On the 9th of June when the probability of Brexit was approximately 25%, the franc costed 3.95 PLN.
On the other hand, last Thursday, when the risk of Brexit exceeded 44%, the Swiss currency costed approximately 4.13 PLN. The exchange rates of the euro, as well as the dollar, increased at the same time 0.14 PLN and 0.21 PLN, respectively.
At that time, the zloty was the weakest among thirty-one currencies of the developed markets, as well as of the emerging markets. It lost approximately 5% against the dollar. The zloty was worse than the Mexican peso, the South African rand and the Russian rouble.
What is the reason for significant sensitivity of zloty?
Of course, investors are aware of potential problems of the Polish economy in the case of Brexit. The market estimates them by currency exchange rate, as well as profitability of the Polish debt. This week, the difference between German and Polish ten-year treasury bonds increased to the highest level since September 2012. That was the period when the existence of the euro zone was endangered.

## DATA LISTING
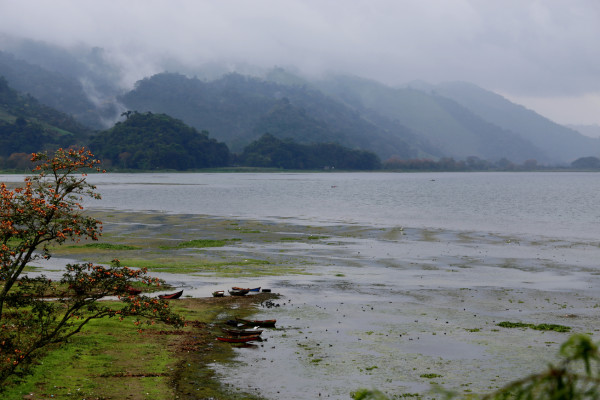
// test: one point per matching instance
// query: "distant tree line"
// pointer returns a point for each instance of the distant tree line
(156, 141)
(150, 141)
(269, 151)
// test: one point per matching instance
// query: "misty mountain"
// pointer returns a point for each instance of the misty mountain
(27, 126)
(420, 120)
(445, 123)
(157, 141)
(79, 83)
(239, 109)
(587, 130)
(558, 142)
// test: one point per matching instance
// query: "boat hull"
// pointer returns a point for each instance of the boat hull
(263, 323)
(239, 339)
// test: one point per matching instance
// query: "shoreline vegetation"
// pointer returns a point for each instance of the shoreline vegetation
(111, 360)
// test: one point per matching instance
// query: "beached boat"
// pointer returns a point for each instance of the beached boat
(238, 292)
(251, 322)
(248, 289)
(239, 339)
(242, 332)
(171, 296)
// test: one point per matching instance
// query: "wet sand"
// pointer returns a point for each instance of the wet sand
(392, 308)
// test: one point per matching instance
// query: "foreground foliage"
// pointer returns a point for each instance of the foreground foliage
(45, 212)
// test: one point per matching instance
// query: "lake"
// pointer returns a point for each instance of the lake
(411, 276)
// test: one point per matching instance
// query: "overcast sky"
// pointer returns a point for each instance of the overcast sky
(544, 54)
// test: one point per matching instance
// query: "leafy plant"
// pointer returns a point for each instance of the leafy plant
(47, 211)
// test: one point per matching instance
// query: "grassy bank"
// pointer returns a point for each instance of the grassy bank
(112, 360)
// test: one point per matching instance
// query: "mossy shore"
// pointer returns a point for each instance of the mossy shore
(111, 359)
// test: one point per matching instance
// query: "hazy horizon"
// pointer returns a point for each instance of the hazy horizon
(540, 54)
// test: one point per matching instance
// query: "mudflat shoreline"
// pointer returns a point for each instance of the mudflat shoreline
(393, 308)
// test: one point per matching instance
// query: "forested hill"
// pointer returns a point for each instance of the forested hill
(27, 126)
(239, 109)
(157, 141)
(418, 120)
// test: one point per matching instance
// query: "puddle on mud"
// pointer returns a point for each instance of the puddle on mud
(398, 310)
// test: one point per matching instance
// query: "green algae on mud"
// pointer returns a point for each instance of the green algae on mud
(110, 359)
(444, 290)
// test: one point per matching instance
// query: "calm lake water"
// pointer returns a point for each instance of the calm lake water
(563, 204)
(382, 307)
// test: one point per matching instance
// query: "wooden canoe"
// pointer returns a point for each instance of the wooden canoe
(246, 289)
(242, 332)
(250, 322)
(171, 296)
(239, 339)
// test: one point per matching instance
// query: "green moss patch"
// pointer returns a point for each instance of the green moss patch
(538, 327)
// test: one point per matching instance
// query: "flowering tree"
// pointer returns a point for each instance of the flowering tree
(35, 311)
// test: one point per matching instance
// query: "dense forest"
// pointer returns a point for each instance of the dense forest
(269, 151)
(417, 120)
(28, 126)
(157, 141)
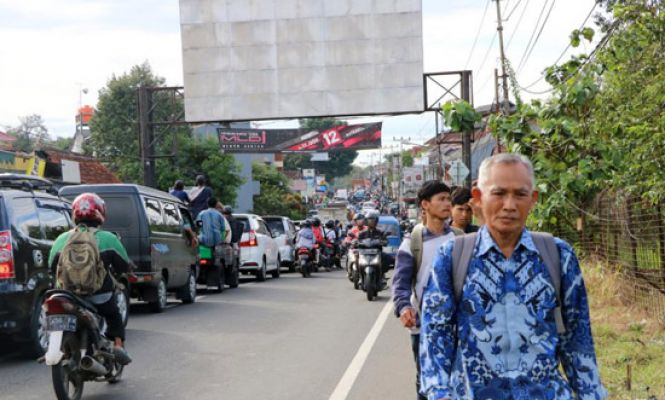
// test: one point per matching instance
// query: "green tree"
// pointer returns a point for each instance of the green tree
(115, 139)
(114, 124)
(62, 143)
(275, 197)
(30, 133)
(340, 163)
(604, 125)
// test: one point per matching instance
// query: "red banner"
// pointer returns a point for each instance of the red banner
(364, 136)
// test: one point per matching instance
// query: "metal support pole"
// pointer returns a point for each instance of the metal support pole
(499, 28)
(466, 136)
(146, 136)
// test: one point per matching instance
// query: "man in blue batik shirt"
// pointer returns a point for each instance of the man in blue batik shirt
(500, 340)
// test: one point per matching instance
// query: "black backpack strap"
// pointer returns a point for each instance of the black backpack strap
(462, 253)
(549, 253)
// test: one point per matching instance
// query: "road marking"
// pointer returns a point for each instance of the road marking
(351, 374)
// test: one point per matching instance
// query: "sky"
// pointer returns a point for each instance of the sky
(57, 54)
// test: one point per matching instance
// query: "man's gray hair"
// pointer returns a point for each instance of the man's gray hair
(503, 158)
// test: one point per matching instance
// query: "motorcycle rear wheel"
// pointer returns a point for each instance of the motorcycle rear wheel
(67, 382)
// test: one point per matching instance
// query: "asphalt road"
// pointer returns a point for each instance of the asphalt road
(288, 338)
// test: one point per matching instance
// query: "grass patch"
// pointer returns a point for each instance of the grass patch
(624, 335)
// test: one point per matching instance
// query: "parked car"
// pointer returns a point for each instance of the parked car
(389, 225)
(286, 239)
(30, 221)
(259, 252)
(155, 229)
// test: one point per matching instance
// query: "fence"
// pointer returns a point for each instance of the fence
(627, 234)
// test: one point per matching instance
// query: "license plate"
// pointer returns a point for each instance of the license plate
(61, 323)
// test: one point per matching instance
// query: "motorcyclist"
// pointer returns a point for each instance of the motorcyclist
(373, 232)
(89, 209)
(305, 236)
(355, 231)
(331, 239)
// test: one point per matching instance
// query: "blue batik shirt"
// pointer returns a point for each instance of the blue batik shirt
(501, 341)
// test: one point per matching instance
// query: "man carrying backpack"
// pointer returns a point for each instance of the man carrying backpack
(102, 255)
(504, 307)
(414, 259)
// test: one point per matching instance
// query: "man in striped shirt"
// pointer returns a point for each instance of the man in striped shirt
(409, 279)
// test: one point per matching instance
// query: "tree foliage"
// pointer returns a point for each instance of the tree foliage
(340, 163)
(604, 125)
(30, 133)
(275, 197)
(115, 139)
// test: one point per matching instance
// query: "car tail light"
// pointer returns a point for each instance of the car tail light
(6, 256)
(58, 305)
(251, 242)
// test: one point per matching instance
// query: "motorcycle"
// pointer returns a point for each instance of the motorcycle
(326, 252)
(77, 351)
(369, 266)
(304, 261)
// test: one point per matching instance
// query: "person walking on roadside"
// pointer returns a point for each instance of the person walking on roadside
(414, 260)
(199, 196)
(506, 307)
(179, 192)
(462, 213)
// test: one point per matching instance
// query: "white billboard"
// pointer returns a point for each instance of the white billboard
(271, 59)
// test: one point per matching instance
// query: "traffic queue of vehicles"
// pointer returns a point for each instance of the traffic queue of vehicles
(155, 228)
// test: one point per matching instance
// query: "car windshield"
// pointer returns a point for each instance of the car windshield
(391, 229)
(275, 225)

## WHAT THIS EXERCISE ASKS
a) Name every currency mentioned in the excerpt about the zloty and Brexit.
b) From the excerpt about the zloty and Brexit, quote everything from "On the 9th of" down to "the Russian rouble.".
c) Write the next part of the piece on the zloty's sensitivity to Brexit, starting right after its last sentence.

## ANSWERS FOR THE TASKS
a)
Swiss franc
Polish zloty
euro
dollar
Mexican peso
South African rand
Russian rouble

b)
On the 9th of June when the probability of Brexit was approximately 25%, the franc costed 3.95 PLN.
On the other hand, last Thursday, when the risk of Brexit exceeded 44%, the Swiss currency costed approximately 4.13 PLN. The exchange rates of the euro, as well as the dollar, increased at the same time 0.14 PLN and 0.21 PLN, respectively.
At that time, the zloty was the weakest among thirty-one currencies of the developed markets, as well as of the emerging markets. It lost approximately 5% against the dollar. The zloty was worse than the Mexican peso, the South African rand and the Russian rouble.

c)
We may also assume that the current situation is disturbed by actions that are clearly speculative. However, their appearance very often equals the risks that are present in particular country, and not only in its surrounding. The rating downgrade by Standard & Poor's, the decrease in perspective by Moody's, unregulated matter of credits denominated in franc and a danger of exceeding 3% on the GDP of public finance sector, cause the speculative actions to be easier to conduct.
Thus, it is not surprising that the banks such as HSBC, Rabobank and Morgan Stanley, expect an increase in the EUR/PLN rate to approximately 4.60 PLN in the case of Brexit. It is also worth noting that the move on the franc, as well as on the dollar may increase. This is because it is a common attitude that investors claim that the Swiss, as well as the American currency, will both strengthen against the euro in the case of Brexit. Combination of both of these moves may cause the exchange rates of the franc, as well as of the dollar, will be approximately 4.40 PLN and 4.30, respectively, on Friday morning.
For how long will zloty remain weak?
Another element of uncertainty is the time range of the zloty's wear-off. Will the effect be rather temporary, and after the first weeks of panic sale the euro will cost 4.20-4.30 again, and the franc returns below 4.00? Or will the wear-off increase?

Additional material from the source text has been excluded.